Job – Rewrite the entries below as a numbered list, omitting any blank lines.

-- START Entries provided --

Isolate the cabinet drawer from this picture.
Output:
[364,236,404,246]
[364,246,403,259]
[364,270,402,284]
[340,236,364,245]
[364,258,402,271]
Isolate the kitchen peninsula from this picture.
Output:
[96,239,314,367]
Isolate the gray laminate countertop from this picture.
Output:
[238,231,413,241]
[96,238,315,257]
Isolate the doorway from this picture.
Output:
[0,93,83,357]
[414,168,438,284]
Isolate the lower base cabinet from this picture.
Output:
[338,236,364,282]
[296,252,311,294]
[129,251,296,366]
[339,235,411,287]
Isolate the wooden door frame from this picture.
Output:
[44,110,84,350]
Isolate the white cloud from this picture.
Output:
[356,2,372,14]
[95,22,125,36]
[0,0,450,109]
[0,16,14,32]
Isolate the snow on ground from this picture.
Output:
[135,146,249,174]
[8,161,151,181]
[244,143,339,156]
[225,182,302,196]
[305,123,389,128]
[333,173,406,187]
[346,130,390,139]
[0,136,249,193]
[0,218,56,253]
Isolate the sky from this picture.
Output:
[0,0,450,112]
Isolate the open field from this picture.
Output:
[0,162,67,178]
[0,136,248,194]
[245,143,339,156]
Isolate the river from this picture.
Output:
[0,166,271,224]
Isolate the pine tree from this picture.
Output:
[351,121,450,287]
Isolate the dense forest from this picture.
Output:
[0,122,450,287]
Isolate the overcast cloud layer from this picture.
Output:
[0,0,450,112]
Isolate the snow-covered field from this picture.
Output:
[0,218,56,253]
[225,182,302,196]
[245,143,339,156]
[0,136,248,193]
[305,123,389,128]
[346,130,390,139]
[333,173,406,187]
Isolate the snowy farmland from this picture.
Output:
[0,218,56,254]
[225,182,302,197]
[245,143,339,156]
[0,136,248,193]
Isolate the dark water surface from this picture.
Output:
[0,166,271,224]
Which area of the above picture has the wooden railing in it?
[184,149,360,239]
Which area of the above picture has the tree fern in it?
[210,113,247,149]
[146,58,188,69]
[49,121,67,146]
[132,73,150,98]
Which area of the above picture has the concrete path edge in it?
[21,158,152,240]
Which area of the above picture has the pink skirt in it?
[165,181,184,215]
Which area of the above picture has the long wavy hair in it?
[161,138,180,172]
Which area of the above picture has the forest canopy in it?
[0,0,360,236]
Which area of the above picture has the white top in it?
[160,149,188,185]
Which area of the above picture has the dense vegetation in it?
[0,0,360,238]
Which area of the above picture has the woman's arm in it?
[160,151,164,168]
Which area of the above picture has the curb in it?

-- END Entries provided --

Solution below –
1. Isolate the cabinet drawer from this picture.
2. Output:
3. [364,236,404,246]
4. [364,246,403,259]
5. [364,270,402,284]
6. [340,236,364,245]
7. [364,258,402,271]
8. Isolate the kitchen peninsula from this picture.
9. Output:
10. [96,239,314,367]
11. Isolate the gray laminate countertop from this picture.
12. Output:
13. [238,231,413,241]
14. [96,238,315,257]
15. Isolate the doorway from this picture.
16. Output:
17. [0,93,83,357]
18. [414,168,438,284]
19. Isolate the lower base cabinet from this picture.
20. Output:
21. [338,236,364,282]
22. [296,252,311,294]
23. [129,251,296,366]
24. [339,235,411,287]
25. Isolate the wooden door frame from this picture.
26. Output:
27. [44,110,84,350]
28. Isolate the white cloud from this picture.
29. Output:
30. [356,2,372,14]
31. [95,22,125,36]
32. [0,0,450,109]
33. [0,16,14,32]
34. Isolate the snow on ground from this picture.
35. Output:
36. [135,146,249,174]
37. [8,161,151,181]
38. [244,143,339,156]
39. [225,182,302,196]
40. [305,123,389,128]
41. [333,173,406,187]
42. [346,130,390,139]
43. [0,136,249,193]
44. [0,218,56,253]
45. Isolate the sky from this picture.
46. Output:
47. [0,0,450,112]
48. Isolate the open field from this picture.
49. Output:
50. [0,162,67,178]
51. [0,136,248,194]
52. [245,143,339,156]
53. Isolate the river from this picture.
54. Output:
55. [0,166,271,224]
56. Isolate the pine tree from this picture.
57. Output:
58. [351,121,450,287]
59. Isolate the dense forest from this picture.
60. Output:
61. [0,122,450,287]
62. Isolate the overcast cloud layer from this picture.
63. Output:
64. [0,0,450,112]
65. Isolate the snow-covered field from this picture.
66. Output:
67. [0,218,56,253]
68. [225,182,302,196]
69. [245,143,339,156]
70. [0,136,248,193]
71. [305,123,389,128]
72. [346,130,390,139]
73. [333,173,406,187]
74. Isolate the snowy farmland from this picture.
75. Output:
76. [0,218,56,254]
77. [225,182,302,197]
78. [245,143,339,156]
79. [0,136,248,193]
80. Isolate the dark water surface from this picture.
81. Output:
82. [0,166,271,224]
83. Which area of the above picture has the wooden railing in it?
84. [184,149,360,239]
85. Which area of the above picture has the tree fern in it?
86. [210,113,247,149]
87. [146,58,188,69]
88. [49,121,67,146]
89. [132,73,150,98]
90. Which area of the above picture has the concrete path edge in it?
91. [21,158,152,240]
92. Which area of the above picture has the pink skirt in it?
93. [165,181,184,215]
94. Which area of the above picture has the long wavy hair in it?
95. [161,138,180,172]
96. Which area of the above picture has the forest canopy in it?
97. [0,0,360,236]
98. Which area of the above picture has the white top in it?
99. [160,149,188,185]
100. Which area of the above picture has the dense vegetation in it?
101. [0,0,360,238]
102. Which area of the above picture has the woman's arm in it?
103. [160,151,164,168]
104. Which area of the above picture has the curb in it?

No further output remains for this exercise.